Excerpts from a point labeling dataset:
- - - - -

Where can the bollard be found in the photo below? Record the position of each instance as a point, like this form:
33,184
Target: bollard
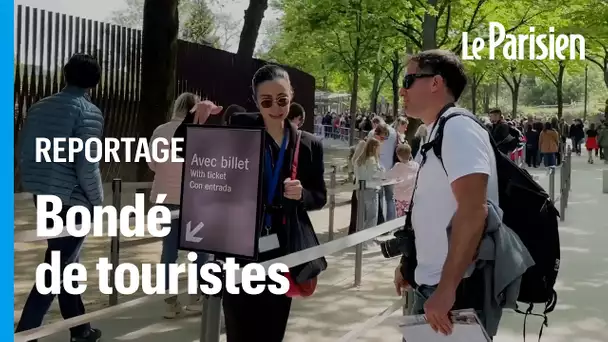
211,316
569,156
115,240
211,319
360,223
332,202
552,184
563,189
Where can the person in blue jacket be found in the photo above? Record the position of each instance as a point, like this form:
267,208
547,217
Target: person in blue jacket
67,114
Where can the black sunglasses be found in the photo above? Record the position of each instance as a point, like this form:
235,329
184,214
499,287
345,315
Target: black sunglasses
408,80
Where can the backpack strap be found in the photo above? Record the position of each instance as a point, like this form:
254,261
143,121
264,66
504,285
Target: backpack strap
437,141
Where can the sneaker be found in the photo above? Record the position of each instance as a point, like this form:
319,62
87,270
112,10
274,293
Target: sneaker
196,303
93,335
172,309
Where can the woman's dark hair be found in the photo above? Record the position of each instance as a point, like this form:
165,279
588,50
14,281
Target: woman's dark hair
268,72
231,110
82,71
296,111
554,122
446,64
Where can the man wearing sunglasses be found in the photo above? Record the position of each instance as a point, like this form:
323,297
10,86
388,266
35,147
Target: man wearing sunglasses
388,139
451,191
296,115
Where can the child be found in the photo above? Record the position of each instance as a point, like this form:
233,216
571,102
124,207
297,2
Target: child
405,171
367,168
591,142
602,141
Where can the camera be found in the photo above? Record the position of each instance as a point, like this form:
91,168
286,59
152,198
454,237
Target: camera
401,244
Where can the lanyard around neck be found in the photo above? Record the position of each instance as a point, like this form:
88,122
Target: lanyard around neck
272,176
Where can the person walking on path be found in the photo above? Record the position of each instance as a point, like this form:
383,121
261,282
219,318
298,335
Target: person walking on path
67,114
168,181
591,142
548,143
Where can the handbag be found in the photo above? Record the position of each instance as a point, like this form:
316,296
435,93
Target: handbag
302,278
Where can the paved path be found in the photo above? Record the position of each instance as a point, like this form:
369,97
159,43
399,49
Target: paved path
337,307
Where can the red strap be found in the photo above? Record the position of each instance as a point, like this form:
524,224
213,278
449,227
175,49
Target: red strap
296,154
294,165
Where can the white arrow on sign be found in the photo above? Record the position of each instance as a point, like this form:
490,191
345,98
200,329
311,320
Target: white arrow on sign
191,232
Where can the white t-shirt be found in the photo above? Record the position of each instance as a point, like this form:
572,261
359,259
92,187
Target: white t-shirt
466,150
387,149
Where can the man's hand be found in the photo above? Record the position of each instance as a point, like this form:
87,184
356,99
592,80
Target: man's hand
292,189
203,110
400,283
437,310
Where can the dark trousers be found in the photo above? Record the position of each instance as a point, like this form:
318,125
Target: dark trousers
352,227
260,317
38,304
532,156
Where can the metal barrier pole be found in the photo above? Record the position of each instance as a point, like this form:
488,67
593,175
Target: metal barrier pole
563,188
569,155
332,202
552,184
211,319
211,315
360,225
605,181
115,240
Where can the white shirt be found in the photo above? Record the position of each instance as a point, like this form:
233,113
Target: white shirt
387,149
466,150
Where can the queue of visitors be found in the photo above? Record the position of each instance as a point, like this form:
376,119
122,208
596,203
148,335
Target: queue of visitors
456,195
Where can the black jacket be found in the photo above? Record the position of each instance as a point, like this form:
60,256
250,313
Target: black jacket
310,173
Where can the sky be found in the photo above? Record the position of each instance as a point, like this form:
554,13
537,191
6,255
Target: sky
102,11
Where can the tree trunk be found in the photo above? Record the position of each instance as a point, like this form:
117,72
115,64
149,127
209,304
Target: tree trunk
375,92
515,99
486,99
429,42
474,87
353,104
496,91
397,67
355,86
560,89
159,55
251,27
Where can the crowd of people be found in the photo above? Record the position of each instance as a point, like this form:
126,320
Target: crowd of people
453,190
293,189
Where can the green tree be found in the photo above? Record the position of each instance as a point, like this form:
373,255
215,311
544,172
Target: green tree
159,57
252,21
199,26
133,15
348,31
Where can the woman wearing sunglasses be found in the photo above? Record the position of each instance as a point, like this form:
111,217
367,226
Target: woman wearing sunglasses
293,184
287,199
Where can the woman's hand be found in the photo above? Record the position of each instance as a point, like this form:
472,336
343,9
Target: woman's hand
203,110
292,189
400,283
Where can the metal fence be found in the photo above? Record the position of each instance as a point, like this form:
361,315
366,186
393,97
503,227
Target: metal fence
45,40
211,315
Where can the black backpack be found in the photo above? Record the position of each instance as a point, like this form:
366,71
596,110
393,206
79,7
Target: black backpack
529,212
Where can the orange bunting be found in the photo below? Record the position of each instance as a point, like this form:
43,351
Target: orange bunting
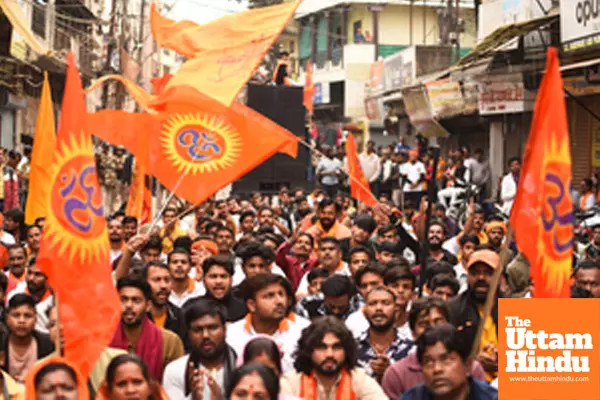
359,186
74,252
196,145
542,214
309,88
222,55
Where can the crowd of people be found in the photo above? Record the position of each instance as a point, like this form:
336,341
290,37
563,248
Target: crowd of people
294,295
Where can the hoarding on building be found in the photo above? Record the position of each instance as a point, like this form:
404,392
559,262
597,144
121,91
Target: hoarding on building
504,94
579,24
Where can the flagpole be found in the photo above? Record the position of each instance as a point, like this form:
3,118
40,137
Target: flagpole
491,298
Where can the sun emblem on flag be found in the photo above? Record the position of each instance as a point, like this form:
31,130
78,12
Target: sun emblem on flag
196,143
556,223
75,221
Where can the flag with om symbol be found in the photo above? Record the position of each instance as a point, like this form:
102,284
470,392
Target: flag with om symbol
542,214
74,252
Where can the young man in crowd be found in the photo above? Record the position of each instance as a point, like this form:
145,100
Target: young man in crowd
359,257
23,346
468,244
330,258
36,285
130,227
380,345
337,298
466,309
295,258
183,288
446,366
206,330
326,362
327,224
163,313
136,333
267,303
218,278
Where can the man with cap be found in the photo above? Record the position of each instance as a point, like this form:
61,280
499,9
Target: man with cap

- - - - -

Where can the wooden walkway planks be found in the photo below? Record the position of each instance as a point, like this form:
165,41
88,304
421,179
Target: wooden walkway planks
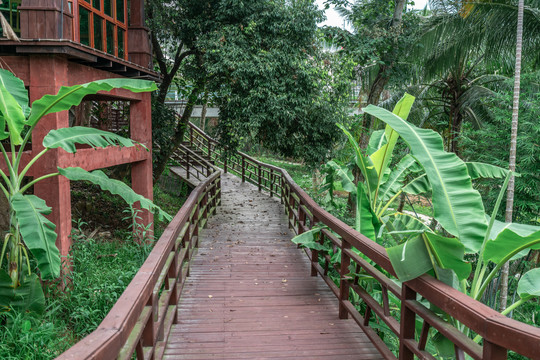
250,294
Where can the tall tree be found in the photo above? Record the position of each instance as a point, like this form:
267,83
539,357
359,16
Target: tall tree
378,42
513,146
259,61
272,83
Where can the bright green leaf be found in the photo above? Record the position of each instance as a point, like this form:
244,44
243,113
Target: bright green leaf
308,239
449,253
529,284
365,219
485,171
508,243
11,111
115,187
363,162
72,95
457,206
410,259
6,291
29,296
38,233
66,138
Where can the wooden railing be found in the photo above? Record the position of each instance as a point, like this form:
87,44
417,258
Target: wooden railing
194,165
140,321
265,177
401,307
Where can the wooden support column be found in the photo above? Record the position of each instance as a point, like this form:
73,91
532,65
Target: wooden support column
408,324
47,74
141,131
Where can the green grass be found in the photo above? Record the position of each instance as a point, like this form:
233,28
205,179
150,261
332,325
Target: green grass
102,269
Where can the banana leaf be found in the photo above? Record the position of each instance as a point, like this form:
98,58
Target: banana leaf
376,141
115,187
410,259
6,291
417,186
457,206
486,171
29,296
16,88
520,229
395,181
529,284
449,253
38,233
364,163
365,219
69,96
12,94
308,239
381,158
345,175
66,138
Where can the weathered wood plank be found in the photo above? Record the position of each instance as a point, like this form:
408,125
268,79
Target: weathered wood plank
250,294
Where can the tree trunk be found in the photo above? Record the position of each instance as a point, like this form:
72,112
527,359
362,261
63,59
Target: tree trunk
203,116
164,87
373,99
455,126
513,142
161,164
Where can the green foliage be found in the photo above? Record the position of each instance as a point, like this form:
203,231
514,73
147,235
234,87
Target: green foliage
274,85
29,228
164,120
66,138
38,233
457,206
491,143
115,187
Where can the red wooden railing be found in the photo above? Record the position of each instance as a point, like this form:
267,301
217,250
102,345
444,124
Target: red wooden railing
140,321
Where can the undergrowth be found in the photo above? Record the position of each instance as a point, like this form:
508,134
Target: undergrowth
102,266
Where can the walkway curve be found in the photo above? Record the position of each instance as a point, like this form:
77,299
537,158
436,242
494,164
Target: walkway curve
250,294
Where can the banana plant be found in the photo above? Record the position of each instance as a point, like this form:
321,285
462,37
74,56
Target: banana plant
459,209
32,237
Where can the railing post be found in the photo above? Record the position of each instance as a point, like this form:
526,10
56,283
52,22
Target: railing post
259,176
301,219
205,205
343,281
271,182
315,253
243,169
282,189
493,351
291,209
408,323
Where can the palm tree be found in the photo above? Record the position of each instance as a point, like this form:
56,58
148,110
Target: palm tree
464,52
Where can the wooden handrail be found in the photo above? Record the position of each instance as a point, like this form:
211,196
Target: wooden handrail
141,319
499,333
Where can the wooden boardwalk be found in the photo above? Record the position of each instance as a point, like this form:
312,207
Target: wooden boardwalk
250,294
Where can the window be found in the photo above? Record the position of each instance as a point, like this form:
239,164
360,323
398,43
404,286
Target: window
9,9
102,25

- - - - -

EXERCISE DESCRIPTION
Pull out every line of the rows above that contains the word "bright", matching its case exactly.

COMPLETE ANSWER
Where can the bright green leaf be found in the photo above? Record the position of each instance as a point, like this form:
Target: bright green leaf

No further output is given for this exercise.